Turn every line of the records below into a numbered list, skipping blank lines and leaving out the pictures.

** Start of Entries shown **

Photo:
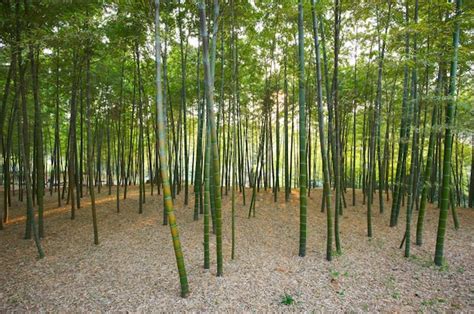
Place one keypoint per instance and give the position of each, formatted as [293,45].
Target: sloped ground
[133,268]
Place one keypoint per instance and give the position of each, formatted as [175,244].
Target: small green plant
[396,295]
[444,266]
[287,299]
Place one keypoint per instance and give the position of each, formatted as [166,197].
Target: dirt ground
[133,268]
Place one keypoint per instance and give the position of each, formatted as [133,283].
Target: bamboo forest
[236,156]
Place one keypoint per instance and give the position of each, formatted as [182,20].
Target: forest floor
[134,269]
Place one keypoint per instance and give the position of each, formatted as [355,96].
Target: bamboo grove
[227,99]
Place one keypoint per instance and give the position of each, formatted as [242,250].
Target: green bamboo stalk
[168,202]
[209,88]
[324,152]
[302,133]
[445,188]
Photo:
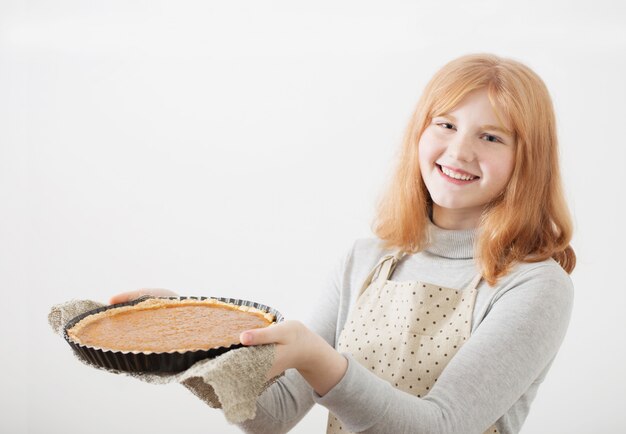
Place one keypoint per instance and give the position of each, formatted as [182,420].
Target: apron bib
[406,332]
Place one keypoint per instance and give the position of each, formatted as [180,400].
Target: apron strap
[475,282]
[384,268]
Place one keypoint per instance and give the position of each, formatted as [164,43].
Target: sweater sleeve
[513,345]
[290,398]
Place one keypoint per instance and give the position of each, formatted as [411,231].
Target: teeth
[456,175]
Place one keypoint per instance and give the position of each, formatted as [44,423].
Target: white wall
[237,148]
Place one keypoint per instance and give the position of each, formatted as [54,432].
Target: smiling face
[466,158]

** End of Entries shown **

### Final result
1. Photo:
2. Place one keypoint per instance and give the position of each, formatted as [293,45].
3. Target: sloped ground
4. [133,268]
5. Place one keypoint per instance and give the position of each, formatted as [175,244].
6. Target: small green plant
7. [396,295]
8. [444,266]
9. [287,299]
10. Place one keypoint per instance and give the position of each, formatted as [166,197].
11. Target: dirt ground
12. [133,268]
13. Place one keypoint per instance and give the position of each, formatted as [133,283].
14. Target: bamboo forest
15. [236,156]
16. Place one keypoint per instance and give the position of each, formatted as [182,20].
17. Target: forest floor
18. [134,269]
19. Place one keypoint per instance and give the position of each, formatted as [355,96].
20. Target: bamboo grove
21. [227,99]
22. Place one keypoint per instance and give the position of each, formatted as [242,250].
23. Target: green bamboo stalk
24. [168,202]
25. [209,88]
26. [324,152]
27. [302,133]
28. [445,188]
29. Photo:
30. Place one keypoint per instance and give the position of each, formatted as [182,420].
31. Target: apron bib
32. [406,332]
33. Place one keypoint per instance and give the position of each, formatted as [180,400].
34. Target: apron strap
35. [475,282]
36. [384,268]
37. Place one keypoint per instance and give the position of each, formatted as [164,43].
38. Target: sweater sleeve
39. [513,345]
40. [290,398]
41. Place one keypoint per instance and give the position of each, formatted as [411,231].
42. Target: teeth
43. [456,175]
44. Place one keypoint per instance and give the position of each, formatted as [44,423].
45. Target: white wall
46. [237,148]
47. Place one keypoint per instance and give the position of each, formatted as [54,432].
48. Target: smiling face
49. [466,158]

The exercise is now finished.